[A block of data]

——————

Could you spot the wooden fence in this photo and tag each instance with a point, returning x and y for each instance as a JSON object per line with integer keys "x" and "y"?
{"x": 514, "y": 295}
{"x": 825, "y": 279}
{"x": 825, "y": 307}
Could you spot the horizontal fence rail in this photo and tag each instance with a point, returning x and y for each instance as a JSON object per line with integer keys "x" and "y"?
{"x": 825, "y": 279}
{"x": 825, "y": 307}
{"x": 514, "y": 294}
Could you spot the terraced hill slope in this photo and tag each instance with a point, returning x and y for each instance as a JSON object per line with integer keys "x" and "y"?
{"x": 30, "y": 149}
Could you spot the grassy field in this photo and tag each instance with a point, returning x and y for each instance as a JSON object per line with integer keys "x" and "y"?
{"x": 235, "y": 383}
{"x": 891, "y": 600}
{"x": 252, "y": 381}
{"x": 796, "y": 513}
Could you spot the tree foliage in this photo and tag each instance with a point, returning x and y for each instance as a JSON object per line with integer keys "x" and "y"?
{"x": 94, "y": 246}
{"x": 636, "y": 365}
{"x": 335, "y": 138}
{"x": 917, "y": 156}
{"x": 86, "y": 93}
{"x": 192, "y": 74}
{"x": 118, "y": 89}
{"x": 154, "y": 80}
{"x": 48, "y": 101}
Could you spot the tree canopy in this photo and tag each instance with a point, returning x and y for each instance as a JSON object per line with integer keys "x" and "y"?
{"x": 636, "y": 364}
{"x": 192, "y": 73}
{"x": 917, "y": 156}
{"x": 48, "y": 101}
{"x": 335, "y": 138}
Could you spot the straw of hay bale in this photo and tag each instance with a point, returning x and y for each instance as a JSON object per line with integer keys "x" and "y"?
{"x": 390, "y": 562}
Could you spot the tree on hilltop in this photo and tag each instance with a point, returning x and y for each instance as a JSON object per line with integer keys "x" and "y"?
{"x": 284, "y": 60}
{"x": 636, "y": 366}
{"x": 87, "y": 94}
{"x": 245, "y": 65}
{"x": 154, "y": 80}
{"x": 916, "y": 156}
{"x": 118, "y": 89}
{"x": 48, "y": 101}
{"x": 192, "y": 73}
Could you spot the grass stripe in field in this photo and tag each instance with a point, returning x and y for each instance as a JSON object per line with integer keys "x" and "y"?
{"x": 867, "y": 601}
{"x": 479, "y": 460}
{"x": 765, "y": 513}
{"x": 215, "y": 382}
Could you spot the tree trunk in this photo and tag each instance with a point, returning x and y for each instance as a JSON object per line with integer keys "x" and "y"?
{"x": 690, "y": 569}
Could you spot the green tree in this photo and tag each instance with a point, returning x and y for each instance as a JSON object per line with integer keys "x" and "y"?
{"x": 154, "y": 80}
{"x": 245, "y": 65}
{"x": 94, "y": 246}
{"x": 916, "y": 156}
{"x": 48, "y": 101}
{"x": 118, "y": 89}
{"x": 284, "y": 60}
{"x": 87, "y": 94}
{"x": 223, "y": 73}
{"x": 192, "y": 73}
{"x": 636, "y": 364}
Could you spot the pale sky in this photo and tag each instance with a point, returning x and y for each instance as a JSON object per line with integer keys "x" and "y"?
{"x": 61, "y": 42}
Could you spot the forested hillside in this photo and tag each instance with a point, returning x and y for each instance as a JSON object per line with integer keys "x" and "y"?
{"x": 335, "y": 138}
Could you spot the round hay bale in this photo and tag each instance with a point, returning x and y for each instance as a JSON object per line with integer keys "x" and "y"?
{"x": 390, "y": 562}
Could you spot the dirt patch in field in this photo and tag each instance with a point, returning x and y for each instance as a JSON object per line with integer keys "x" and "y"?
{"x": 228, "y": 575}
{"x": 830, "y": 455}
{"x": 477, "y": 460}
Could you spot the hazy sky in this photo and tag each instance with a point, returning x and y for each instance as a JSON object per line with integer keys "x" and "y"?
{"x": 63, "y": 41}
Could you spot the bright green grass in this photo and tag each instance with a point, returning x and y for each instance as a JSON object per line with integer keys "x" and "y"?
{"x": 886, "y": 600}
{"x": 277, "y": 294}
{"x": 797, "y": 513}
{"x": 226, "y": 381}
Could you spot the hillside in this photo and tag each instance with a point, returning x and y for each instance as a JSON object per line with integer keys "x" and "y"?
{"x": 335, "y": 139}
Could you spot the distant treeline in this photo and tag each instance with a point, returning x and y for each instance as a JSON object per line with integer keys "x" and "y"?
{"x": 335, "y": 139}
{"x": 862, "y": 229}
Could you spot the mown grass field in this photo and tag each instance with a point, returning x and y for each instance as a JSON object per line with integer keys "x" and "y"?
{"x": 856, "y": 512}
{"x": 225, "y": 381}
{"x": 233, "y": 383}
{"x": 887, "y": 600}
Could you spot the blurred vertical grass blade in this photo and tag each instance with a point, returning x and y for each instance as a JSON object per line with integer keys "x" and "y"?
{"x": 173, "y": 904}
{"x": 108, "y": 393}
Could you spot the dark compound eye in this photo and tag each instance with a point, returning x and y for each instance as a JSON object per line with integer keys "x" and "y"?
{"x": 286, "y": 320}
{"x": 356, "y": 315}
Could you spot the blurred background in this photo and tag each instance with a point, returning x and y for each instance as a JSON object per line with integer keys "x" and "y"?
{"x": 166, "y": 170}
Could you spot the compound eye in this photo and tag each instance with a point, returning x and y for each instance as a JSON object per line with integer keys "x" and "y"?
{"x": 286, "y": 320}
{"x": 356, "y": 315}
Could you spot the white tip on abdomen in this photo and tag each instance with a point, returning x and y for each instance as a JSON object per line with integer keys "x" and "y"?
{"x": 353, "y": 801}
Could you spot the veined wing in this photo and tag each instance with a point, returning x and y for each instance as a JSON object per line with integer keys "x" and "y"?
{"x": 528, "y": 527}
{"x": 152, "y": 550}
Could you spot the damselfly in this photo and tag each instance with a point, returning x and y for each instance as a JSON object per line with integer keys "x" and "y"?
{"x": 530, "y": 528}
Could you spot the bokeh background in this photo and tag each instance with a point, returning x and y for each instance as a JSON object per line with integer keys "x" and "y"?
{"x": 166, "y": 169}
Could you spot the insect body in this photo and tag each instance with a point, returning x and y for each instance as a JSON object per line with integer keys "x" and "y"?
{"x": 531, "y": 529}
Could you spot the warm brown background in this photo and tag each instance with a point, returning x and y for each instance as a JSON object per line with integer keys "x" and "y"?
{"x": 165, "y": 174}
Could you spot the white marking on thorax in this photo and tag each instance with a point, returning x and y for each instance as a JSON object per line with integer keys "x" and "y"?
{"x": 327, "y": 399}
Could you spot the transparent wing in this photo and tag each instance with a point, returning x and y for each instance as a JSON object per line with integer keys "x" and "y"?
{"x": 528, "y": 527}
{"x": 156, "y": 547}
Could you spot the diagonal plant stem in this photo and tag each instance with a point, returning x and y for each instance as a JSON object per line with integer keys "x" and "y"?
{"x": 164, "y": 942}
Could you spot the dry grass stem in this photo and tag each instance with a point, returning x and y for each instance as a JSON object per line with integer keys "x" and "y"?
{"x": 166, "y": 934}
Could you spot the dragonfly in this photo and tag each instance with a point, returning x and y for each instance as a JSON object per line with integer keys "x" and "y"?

——————

* TASK DETAILS
Give the complete listing a second time, exactly as it reads.

* EXERCISE OUTPUT
Could you spot the wooden fence in this photo and tag each instance with a point, returning x and y for each instance as a JSON object per line with integer keys "x" and "y"?
{"x": 514, "y": 295}
{"x": 825, "y": 279}
{"x": 825, "y": 307}
Could you spot the horizontal fence rail in this photo and tag each instance with a point, returning x and y for each instance as a JSON object per line with integer keys "x" and "y"?
{"x": 825, "y": 279}
{"x": 825, "y": 307}
{"x": 514, "y": 294}
Could you spot the terraced hill slope in this photo and tag each instance with a point, returning x and y for each instance as a JSON object per line with integer keys "x" and "y"?
{"x": 30, "y": 149}
Could you spot the grassy field in this photo and tag each instance with a point, returning x and y for each instance as a JSON object per line with integer keys "x" and "y"?
{"x": 235, "y": 383}
{"x": 891, "y": 600}
{"x": 252, "y": 381}
{"x": 796, "y": 513}
Could you spot the tree foliage in this photo and tag each instance with a point, returning x and y for each instance as a JSON object per line with integer keys "x" and "y"?
{"x": 94, "y": 246}
{"x": 636, "y": 365}
{"x": 335, "y": 138}
{"x": 917, "y": 156}
{"x": 86, "y": 93}
{"x": 192, "y": 74}
{"x": 118, "y": 89}
{"x": 154, "y": 80}
{"x": 48, "y": 101}
Could you spot the tree canopy in this photo and tag each instance with a point, returning x and y for each instance as a JSON object per line with integer keys "x" and "y"?
{"x": 636, "y": 364}
{"x": 192, "y": 73}
{"x": 917, "y": 156}
{"x": 48, "y": 101}
{"x": 335, "y": 138}
Could you spot the straw of hay bale in this photo and tag each instance with a point, returning x and y for each instance as a JSON object per line with integer keys "x" and "y"?
{"x": 390, "y": 562}
Could you spot the tree on hilltop in this photo and tag each instance with a point, returning x and y for each instance as a JSON object per line with integer keys "x" and "y"?
{"x": 284, "y": 60}
{"x": 636, "y": 366}
{"x": 87, "y": 94}
{"x": 245, "y": 65}
{"x": 154, "y": 80}
{"x": 916, "y": 156}
{"x": 118, "y": 89}
{"x": 48, "y": 101}
{"x": 192, "y": 73}
Could you spot the grass stripe in field in this photo and tag each instance with a point, returning x and y for each instance as a JSON object per line with integer keys "x" and "y"?
{"x": 867, "y": 601}
{"x": 479, "y": 460}
{"x": 765, "y": 513}
{"x": 215, "y": 382}
Could you spot the tree trunk in this photo and tag each instance with a point, returning x and y for each instance as a JSON object per line with integer keys "x" and "y"?
{"x": 690, "y": 569}
Could you spot the green tree in this photo and tag each instance with a point, returning x and y for each instance as a JSON object per line with integer keys "x" and "y"?
{"x": 154, "y": 80}
{"x": 245, "y": 65}
{"x": 94, "y": 246}
{"x": 916, "y": 156}
{"x": 48, "y": 101}
{"x": 118, "y": 89}
{"x": 284, "y": 60}
{"x": 87, "y": 94}
{"x": 223, "y": 73}
{"x": 192, "y": 73}
{"x": 636, "y": 364}
Could you spot the pale sky in this photo and tag each instance with a point, returning x and y for each instance as a JSON object per line with integer keys "x" and "y"?
{"x": 61, "y": 42}
Could you spot the forested hillside in this photo and tag each instance with a point, returning x and y for each instance as a JSON object per line with integer keys "x" and "y"?
{"x": 335, "y": 138}
Could you spot the round hay bale in this photo and tag each instance with a point, returning x and y for each instance as a JSON object per line with integer keys "x" and "y"?
{"x": 390, "y": 562}
Could you spot the dirt patch in field in this photo and tag each instance with a point, returning x and y for each instance as a JSON object per line with integer keys "x" and "y"?
{"x": 228, "y": 575}
{"x": 830, "y": 455}
{"x": 477, "y": 460}
Could you spot the hazy sky in this photo and tag each instance with a point, returning x and y for each instance as a JSON object per line with integer keys "x" and "y"?
{"x": 63, "y": 41}
Could you spot the bright green grass in this photo and tag each instance with a point, returning x and y for each instance as a JSON object per line with integer keys "x" and "y"?
{"x": 886, "y": 600}
{"x": 277, "y": 294}
{"x": 797, "y": 513}
{"x": 226, "y": 381}
Could you spot the hillside in this photo and tag each instance with a point, returning x and y for each instance as a JSON object per line with integer keys "x" and "y"?
{"x": 335, "y": 139}
Could you spot the distant treeline in this photo and tag each instance with a point, returning x and y for each instance as a JSON object per line with integer keys "x" and "y"?
{"x": 335, "y": 139}
{"x": 862, "y": 229}
Could you spot the mown grass field in this photo and tag each instance with a point, returning x and y for each instance as a JSON object per line with integer keys "x" and "y"?
{"x": 856, "y": 512}
{"x": 225, "y": 381}
{"x": 233, "y": 383}
{"x": 887, "y": 600}
Could you spot the blurred vertical grass blade in this photo and tag each instance with a point, returning x and y for each instance as a JSON object per line with integer keys "x" and "y"?
{"x": 173, "y": 904}
{"x": 108, "y": 393}
Could you spot the dark compound eye in this photo and tag each instance with a point, returning x and y for each instance as a JSON object per line with integer keys "x" and "y"?
{"x": 286, "y": 320}
{"x": 356, "y": 315}
Could you spot the blurred background in this photo and tag each instance with a point, returning x and y for each instance as a JSON object per line with integer keys "x" and "y"?
{"x": 166, "y": 170}
Could you spot the compound eye in this photo and tag each instance with a point, returning x and y for each instance as a JSON object per line with integer keys "x" and "y"?
{"x": 286, "y": 320}
{"x": 356, "y": 315}
Could you spot the white tip on abdomen in this photo and tag each instance with a point, returning x and y for each instance as a JSON object per line with integer keys "x" and "y"?
{"x": 353, "y": 801}
Could you spot the veined wing in this photo and tag each instance with a point, returning x and y for each instance as a JSON object per line with integer keys "x" and "y"?
{"x": 528, "y": 527}
{"x": 152, "y": 550}
Could you spot the damselfly in this photo and tag each instance with a point, returning x and y for each instance as a JSON object per line with integer keys "x" and "y"?
{"x": 530, "y": 528}
Could you spot the bokeh background in this photo and tag each instance with a point, returning x and y for each instance as a JSON object per line with integer keys "x" and "y"?
{"x": 166, "y": 169}
Could you spot the insect body in this photo and tag each instance with a point, returning x and y for each instance as a JSON object per line with integer keys "x" and "y"?
{"x": 531, "y": 529}
Could you spot the warm brown background in this photo and tag each instance with a point, returning x and y for each instance as a JSON object per line with integer keys "x" and "y"?
{"x": 165, "y": 174}
Could you spot the white marking on thorax in this photo and tag each instance with a point, returning x and y for each instance as a JSON object per line with integer keys "x" and "y"?
{"x": 327, "y": 399}
Could you spot the transparent wing in this photo and tag each instance with a point, returning x and y for each instance as a JSON object per line with integer keys "x" and "y"?
{"x": 528, "y": 527}
{"x": 156, "y": 547}
Could you spot the diagonal plant stem in this photo and tag each instance with a point, returning x and y for each instance as a JSON object per line with integer keys "x" and "y"?
{"x": 164, "y": 942}
Could you spot the dry grass stem in this photo and tag each instance with a point, returning x and y for each instance as a JSON object per line with integer keys "x" and "y"?
{"x": 166, "y": 934}
Could you spot the dragonfly in this photo and tag each instance with a point, returning x and y for each instance as a JSON object per line with integer keys "x" and "y"?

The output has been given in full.